- **Что требуется сделать**: Преобразуйте весь листинг ниже в нумерованный список, пропустив пустые строки. Изображения в ответ не включайте.

- **Исходный материал**:
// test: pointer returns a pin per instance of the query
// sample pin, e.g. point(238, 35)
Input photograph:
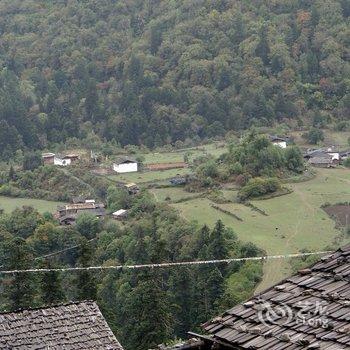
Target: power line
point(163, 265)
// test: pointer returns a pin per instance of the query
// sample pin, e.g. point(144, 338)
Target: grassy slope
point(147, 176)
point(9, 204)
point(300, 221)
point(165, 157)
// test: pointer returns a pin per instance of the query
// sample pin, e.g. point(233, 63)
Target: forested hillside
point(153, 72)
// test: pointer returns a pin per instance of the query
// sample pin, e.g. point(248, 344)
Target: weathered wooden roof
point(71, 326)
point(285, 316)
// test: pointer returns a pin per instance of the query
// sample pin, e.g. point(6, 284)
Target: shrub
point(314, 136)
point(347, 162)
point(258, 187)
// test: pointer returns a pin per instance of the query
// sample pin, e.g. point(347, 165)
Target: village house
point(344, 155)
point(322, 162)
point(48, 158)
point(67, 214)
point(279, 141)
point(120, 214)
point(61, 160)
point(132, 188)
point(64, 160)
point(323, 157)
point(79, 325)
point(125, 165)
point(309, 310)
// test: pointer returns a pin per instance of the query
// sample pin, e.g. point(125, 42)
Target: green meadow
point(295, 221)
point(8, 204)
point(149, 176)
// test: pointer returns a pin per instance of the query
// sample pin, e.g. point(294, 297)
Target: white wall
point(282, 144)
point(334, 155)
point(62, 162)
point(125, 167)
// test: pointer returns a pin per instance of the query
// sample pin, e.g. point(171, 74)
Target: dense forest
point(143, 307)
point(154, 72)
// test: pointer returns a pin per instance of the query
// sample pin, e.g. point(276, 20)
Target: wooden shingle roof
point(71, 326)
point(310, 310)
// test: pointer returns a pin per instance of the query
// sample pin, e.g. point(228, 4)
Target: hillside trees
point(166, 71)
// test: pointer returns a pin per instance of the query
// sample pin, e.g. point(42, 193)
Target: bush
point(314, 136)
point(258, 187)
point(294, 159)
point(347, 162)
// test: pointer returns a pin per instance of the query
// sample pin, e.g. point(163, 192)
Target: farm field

- **Выполненное задание**:
1. // test: pointer returns a pin per instance of the query
2. // sample pin, e.g. point(238, 35)
3. Input photograph:
4. Target: power line
5. point(163, 265)
6. // test: pointer returns a pin per instance of the query
7. // sample pin, e.g. point(144, 338)
8. Target: grassy slope
9. point(147, 176)
10. point(9, 204)
11. point(300, 221)
12. point(165, 157)
13. // test: pointer returns a pin per instance of the query
14. // sample pin, e.g. point(233, 63)
15. Target: forested hillside
16. point(153, 72)
17. // test: pointer returns a pin per instance of the query
18. // sample pin, e.g. point(248, 344)
19. Target: weathered wooden roof
20. point(71, 326)
21. point(285, 316)
22. // test: pointer returns a pin per instance of the query
23. // sample pin, e.g. point(6, 284)
24. Target: shrub
25. point(314, 136)
26. point(347, 162)
27. point(258, 187)
28. // test: pointer returns a pin per instance of the query
29. // sample pin, e.g. point(347, 165)
30. Target: village house
31. point(344, 155)
32. point(322, 162)
33. point(48, 158)
34. point(67, 214)
35. point(279, 141)
36. point(120, 214)
37. point(61, 160)
38. point(132, 188)
39. point(64, 160)
40. point(323, 157)
41. point(79, 325)
42. point(125, 165)
43. point(309, 310)
44. // test: pointer returns a pin per instance of the query
45. // sample pin, e.g. point(125, 42)
46. Target: green meadow
47. point(295, 221)
48. point(8, 204)
49. point(149, 176)
50. // test: pointer returns a pin per instance of the query
51. // sample pin, e.g. point(294, 297)
52. Target: white wall
53. point(282, 144)
54. point(334, 155)
55. point(62, 162)
56. point(125, 167)
57. // test: pointer returns a pin per instance of the query
58. // sample pin, e.g. point(171, 74)
59. Target: dense forest
60. point(143, 307)
61. point(154, 72)
62. // test: pointer returns a pin per instance of the query
63. // sample pin, e.g. point(276, 20)
64. Target: wooden shingle roof
65. point(71, 326)
66. point(310, 310)
67. // test: pointer returns a pin per instance of the query
68. // sample pin, e.g. point(228, 4)
69. Target: hillside trees
70. point(166, 71)
71. // test: pointer returns a pin per instance of the query
72. // sample pin, e.g. point(42, 193)
73. Target: bush
74. point(314, 136)
75. point(258, 187)
76. point(294, 159)
77. point(347, 162)
78. // test: pointer returns a pin per instance of the query
79. // sample pin, e.g. point(163, 192)
80. Target: farm field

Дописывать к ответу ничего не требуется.